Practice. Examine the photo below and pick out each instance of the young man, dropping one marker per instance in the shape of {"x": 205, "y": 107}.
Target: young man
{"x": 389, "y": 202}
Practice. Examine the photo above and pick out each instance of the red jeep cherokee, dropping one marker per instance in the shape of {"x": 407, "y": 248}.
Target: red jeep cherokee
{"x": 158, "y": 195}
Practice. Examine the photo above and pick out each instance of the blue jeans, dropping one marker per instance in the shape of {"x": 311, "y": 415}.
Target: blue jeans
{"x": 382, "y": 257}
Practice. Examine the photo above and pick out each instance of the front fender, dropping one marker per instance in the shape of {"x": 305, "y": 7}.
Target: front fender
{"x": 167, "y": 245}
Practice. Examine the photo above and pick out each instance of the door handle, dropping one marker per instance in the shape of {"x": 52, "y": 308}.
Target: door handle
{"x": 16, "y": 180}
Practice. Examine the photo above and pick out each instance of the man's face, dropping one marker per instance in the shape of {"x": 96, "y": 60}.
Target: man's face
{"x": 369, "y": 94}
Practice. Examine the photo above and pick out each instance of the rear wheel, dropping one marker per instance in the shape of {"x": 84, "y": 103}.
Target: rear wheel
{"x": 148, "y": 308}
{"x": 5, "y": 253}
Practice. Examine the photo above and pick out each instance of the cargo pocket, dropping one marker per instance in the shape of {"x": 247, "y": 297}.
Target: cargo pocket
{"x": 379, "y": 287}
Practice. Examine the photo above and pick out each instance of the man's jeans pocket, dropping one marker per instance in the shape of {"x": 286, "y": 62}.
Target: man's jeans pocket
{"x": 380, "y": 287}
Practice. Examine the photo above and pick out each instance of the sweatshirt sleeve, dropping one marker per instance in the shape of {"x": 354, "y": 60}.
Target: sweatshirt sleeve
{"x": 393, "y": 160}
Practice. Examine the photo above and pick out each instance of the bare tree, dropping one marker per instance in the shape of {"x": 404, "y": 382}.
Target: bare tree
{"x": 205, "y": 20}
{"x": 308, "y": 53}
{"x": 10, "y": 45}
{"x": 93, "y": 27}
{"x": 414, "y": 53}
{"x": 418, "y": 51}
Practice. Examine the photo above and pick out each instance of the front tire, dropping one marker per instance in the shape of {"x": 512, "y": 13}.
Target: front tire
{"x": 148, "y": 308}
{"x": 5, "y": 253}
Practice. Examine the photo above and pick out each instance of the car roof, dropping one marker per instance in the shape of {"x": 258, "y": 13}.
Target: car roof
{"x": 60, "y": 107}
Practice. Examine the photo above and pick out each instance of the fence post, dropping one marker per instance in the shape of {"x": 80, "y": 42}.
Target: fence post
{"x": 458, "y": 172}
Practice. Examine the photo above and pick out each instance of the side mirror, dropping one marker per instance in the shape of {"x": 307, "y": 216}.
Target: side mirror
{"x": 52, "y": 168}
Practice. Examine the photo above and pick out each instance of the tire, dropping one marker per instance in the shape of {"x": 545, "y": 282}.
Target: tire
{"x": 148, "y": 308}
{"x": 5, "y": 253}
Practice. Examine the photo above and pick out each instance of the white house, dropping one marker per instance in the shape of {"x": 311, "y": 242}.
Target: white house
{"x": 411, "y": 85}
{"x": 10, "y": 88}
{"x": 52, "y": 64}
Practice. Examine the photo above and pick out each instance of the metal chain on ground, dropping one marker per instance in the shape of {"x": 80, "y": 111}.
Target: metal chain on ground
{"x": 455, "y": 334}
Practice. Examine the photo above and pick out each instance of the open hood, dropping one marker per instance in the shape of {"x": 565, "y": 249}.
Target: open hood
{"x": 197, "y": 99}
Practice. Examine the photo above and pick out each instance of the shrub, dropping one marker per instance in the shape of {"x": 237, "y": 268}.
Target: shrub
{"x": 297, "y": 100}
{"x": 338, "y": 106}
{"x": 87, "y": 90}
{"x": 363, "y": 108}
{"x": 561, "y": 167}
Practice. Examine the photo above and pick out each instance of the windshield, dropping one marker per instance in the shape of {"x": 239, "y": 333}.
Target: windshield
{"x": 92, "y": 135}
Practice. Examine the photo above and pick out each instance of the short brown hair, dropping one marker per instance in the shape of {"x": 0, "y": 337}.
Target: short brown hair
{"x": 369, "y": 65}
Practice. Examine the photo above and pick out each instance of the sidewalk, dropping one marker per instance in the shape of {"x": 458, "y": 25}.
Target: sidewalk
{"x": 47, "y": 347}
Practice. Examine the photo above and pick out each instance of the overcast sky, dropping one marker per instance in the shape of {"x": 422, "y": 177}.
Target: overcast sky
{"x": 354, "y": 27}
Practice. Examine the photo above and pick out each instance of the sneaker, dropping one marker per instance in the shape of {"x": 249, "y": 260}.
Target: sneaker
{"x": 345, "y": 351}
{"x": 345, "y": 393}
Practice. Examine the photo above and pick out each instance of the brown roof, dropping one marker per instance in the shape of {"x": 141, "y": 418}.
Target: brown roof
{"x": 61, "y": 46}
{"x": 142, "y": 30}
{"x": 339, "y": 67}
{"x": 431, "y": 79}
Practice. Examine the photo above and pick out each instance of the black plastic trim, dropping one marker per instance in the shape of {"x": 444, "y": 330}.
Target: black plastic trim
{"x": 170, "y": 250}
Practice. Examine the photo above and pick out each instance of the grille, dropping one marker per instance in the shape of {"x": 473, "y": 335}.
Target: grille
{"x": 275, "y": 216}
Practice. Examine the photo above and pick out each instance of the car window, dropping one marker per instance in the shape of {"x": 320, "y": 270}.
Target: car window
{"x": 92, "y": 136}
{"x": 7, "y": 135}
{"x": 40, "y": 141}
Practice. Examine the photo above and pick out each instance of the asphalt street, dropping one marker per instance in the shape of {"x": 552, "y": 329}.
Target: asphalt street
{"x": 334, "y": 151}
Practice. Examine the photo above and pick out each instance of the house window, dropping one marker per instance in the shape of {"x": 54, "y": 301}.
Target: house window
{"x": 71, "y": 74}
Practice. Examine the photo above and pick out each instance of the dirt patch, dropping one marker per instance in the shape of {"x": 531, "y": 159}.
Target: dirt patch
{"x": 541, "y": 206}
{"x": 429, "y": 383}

◆ **WHAT THE TASK REQUIRES**: Please quote exactly the lines from the one containing "of the black" through the last line of the records above, both included, and nothing else.

◆ **RESPONSE TO THIS EXERCISE**:
Practice. Examine the photo above and pick out each instance of the black plastic trim, dropping one marker per instance in the shape of {"x": 444, "y": 330}.
Target: black plastic trim
{"x": 170, "y": 250}
Practice. Examine the photo above and pick out each instance of the grille, dropping one marker per instance in the shape of {"x": 473, "y": 335}.
Target: grille
{"x": 275, "y": 216}
Practice. Examine the photo above and pick out each instance of the car window, dropping one marker per instance in the shape of {"x": 320, "y": 270}.
Target: car window
{"x": 92, "y": 136}
{"x": 7, "y": 135}
{"x": 40, "y": 141}
Practice. Examine the photo above and pick out each instance of the asphalt street, dropping one marker per instance in the shape of {"x": 552, "y": 329}.
Target: asphalt street
{"x": 334, "y": 151}
Practice. Examine the photo above and pick out each instance of the house window, dropping one marker per instance in the shape of {"x": 54, "y": 301}.
Target: house window
{"x": 71, "y": 74}
Practice. Examine the photo above and pick out each instance of the dirt patch, dropping one marker per instance in the shape of {"x": 531, "y": 159}.
Target: dirt patch
{"x": 541, "y": 206}
{"x": 429, "y": 383}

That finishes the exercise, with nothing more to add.